Gather every line in the rows below that contains the string "bench" and copy each one out.

● Recorded information:
-=-=-=-=-
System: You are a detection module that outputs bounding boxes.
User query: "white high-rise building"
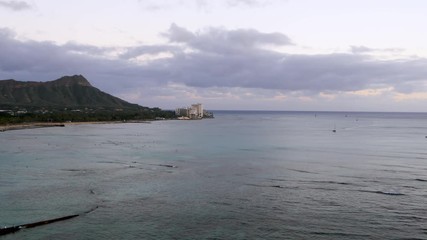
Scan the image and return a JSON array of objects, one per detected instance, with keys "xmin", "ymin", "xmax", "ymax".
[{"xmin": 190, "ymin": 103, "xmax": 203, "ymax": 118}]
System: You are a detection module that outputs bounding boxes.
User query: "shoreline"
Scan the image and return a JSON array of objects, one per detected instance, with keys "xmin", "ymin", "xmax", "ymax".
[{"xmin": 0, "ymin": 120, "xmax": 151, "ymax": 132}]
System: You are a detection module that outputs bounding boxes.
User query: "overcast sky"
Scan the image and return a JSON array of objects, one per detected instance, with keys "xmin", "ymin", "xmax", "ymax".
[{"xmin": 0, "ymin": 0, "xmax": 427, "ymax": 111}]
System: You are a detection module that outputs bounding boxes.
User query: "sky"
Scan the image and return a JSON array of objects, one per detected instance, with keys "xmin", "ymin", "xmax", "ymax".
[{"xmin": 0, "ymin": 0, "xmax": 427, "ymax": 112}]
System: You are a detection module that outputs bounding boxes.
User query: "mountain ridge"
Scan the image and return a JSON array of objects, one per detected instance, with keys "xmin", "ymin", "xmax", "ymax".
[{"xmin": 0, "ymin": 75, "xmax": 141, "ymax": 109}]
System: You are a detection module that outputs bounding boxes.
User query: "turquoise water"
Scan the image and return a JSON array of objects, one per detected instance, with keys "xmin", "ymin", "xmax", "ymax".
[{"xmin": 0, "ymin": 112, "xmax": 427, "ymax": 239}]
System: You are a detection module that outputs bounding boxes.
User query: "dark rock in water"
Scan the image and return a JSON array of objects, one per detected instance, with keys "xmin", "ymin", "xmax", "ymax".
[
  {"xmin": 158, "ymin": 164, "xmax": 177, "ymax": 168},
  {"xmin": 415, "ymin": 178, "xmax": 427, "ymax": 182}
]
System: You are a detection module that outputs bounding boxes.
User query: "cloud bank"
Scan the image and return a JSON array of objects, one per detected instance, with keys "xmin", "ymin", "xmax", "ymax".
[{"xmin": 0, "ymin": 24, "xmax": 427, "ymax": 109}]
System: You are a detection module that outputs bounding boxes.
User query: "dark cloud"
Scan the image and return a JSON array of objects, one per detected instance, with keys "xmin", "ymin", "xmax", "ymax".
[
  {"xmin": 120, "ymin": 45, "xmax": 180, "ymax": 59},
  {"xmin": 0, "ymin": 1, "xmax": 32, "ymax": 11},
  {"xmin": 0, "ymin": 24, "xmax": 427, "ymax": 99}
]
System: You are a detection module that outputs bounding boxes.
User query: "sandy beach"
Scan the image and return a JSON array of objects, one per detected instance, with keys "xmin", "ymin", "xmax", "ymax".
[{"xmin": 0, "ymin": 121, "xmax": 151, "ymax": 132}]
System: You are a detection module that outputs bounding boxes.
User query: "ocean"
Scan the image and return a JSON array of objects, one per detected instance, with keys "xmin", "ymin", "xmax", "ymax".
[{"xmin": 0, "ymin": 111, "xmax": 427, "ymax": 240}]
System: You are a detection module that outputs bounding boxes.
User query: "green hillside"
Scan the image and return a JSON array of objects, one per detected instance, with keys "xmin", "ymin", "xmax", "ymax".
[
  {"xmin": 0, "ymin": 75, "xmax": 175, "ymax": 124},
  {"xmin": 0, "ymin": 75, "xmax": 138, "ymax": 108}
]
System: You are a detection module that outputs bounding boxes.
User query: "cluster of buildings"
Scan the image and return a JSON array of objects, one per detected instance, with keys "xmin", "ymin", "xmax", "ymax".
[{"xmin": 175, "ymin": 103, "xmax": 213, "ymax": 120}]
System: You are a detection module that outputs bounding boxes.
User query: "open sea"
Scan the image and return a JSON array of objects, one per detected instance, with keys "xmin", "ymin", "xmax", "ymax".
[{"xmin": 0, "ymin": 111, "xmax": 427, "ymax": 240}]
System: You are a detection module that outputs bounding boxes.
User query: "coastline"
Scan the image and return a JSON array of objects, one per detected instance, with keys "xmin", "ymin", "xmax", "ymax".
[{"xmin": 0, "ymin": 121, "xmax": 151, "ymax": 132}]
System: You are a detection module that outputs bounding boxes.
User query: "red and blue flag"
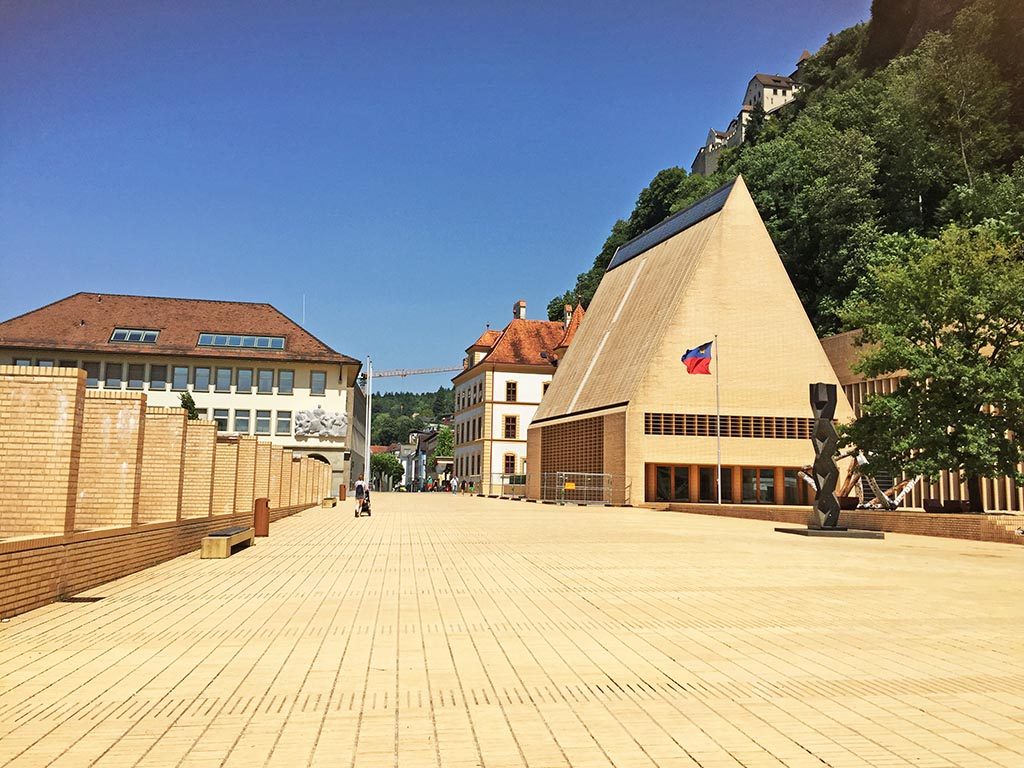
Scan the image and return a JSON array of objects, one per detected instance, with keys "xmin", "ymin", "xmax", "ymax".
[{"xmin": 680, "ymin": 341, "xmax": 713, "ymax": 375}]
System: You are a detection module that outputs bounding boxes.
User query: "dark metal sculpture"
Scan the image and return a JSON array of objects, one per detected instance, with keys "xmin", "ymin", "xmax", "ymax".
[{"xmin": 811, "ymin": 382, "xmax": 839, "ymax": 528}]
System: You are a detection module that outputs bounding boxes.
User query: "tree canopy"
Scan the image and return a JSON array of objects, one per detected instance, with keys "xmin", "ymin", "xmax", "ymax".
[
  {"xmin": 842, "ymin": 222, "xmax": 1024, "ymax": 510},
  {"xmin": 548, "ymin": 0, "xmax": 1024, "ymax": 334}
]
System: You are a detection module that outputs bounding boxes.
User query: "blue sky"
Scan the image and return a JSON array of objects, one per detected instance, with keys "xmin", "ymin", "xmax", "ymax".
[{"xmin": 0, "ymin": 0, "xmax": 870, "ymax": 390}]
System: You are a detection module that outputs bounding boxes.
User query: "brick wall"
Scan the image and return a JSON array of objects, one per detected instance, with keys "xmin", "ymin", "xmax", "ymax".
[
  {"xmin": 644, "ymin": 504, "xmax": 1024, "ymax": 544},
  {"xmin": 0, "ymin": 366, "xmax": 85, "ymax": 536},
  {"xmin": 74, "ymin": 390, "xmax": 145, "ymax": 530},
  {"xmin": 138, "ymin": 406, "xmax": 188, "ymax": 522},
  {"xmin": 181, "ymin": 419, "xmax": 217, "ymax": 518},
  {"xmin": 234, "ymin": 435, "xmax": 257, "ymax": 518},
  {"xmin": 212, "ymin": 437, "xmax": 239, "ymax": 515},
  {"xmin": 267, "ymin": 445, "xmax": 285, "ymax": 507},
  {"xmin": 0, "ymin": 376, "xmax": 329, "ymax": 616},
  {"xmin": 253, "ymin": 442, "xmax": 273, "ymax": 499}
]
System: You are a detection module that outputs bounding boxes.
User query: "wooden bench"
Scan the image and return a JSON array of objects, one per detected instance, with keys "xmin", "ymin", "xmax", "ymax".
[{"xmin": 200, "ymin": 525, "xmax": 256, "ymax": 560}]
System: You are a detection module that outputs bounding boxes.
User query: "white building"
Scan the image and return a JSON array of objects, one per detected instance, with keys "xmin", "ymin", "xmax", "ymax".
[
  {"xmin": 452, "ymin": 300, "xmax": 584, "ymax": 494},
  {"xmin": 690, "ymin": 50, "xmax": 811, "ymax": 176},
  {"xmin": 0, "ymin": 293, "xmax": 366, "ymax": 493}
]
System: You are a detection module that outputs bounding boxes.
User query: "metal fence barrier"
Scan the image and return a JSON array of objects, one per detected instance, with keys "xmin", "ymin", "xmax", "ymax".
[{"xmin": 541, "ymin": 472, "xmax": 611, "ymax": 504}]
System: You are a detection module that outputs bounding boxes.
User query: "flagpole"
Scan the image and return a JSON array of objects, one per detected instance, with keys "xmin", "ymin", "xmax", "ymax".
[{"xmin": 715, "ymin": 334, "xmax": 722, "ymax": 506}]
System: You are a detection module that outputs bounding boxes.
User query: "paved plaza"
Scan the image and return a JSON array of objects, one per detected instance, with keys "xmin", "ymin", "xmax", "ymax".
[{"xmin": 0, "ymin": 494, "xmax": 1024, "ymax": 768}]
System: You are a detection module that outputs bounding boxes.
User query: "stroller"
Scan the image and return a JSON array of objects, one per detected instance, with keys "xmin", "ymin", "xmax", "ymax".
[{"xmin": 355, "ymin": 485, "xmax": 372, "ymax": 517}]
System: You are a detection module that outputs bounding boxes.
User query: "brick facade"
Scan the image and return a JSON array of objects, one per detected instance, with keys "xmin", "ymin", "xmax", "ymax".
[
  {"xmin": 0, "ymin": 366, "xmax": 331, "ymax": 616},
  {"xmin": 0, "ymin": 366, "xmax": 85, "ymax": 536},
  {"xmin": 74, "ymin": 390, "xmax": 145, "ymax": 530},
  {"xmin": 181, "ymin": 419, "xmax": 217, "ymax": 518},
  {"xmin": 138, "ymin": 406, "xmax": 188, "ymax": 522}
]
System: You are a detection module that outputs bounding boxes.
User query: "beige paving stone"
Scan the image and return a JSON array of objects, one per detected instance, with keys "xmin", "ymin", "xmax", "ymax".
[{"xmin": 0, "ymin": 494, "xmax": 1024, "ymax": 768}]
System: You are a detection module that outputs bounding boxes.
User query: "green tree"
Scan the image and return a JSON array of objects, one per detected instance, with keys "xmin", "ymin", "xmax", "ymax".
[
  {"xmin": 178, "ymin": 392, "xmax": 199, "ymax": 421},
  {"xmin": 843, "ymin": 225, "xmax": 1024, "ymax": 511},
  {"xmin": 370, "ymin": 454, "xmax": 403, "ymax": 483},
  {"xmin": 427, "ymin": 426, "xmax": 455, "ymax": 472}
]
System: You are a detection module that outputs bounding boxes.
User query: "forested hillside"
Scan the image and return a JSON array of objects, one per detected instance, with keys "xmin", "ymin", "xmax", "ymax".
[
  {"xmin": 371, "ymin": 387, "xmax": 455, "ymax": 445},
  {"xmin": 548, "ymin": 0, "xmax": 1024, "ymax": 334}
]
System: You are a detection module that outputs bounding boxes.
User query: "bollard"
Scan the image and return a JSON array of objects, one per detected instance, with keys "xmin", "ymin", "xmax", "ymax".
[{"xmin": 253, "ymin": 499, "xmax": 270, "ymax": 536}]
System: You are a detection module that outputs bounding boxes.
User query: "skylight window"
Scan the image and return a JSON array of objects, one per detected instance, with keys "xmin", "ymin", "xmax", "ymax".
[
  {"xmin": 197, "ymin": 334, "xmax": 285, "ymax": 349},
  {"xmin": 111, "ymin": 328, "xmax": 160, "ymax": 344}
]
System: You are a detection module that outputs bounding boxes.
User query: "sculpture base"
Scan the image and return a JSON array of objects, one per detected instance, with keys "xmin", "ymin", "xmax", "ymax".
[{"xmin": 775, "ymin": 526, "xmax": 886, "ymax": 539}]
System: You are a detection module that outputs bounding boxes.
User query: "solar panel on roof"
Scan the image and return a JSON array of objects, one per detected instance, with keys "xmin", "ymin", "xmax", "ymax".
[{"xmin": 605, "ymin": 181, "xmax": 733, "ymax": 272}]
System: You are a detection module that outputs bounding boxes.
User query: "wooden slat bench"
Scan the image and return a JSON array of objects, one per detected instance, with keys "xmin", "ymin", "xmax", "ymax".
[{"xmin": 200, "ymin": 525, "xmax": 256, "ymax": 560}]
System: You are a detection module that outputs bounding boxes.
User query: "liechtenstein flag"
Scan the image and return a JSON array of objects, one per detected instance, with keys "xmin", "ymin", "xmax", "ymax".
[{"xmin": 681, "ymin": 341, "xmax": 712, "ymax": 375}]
-=-=-=-=-
● The completed task:
User query: "wooden bench"
User query: "wooden slat bench"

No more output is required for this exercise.